— BEGIN EXTRACTED INFORMATION —
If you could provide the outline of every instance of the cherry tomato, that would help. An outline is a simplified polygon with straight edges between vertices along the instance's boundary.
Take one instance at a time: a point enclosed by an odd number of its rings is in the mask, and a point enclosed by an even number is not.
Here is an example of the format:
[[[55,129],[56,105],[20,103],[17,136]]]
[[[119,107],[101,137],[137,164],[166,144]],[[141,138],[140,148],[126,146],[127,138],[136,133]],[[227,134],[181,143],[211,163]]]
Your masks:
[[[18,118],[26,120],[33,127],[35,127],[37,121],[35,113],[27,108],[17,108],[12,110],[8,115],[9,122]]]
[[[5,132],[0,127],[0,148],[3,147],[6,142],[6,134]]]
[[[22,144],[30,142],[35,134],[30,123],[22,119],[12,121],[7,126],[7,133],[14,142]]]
— END EXTRACTED INFORMATION —
STATED TASK. Lay out every line of the rows above as a Markdown table with two columns, No. and Line, numbering each line in order and leaving out blank lines.

TASK RESPONSE.
| No. | Line |
|---|---|
| 1 | If you could provide the outline of every instance of the cherry tomato, that would help. An outline is a simplified polygon with straight edges between vertices along the instance's boundary. |
| 2 | Take one instance at a time: a point enclosed by an odd number of its rings is in the mask, and a point enclosed by an even number is not. |
| 3 | Here is an example of the format: |
| 4 | [[[55,129],[56,105],[20,103],[17,136]]] |
| 5 | [[[119,107],[101,137],[137,164],[166,144]],[[141,138],[140,148],[126,146],[127,138],[136,133]],[[227,134],[181,143],[211,163]]] |
| 6 | Your masks: |
| 7 | [[[18,118],[26,120],[33,127],[35,127],[37,121],[35,113],[27,108],[17,108],[12,110],[8,115],[9,122]]] |
| 8 | [[[5,132],[0,127],[0,148],[3,147],[6,142],[6,134]]] |
| 9 | [[[22,144],[30,142],[35,134],[30,123],[22,119],[12,121],[7,126],[7,133],[14,142]]] |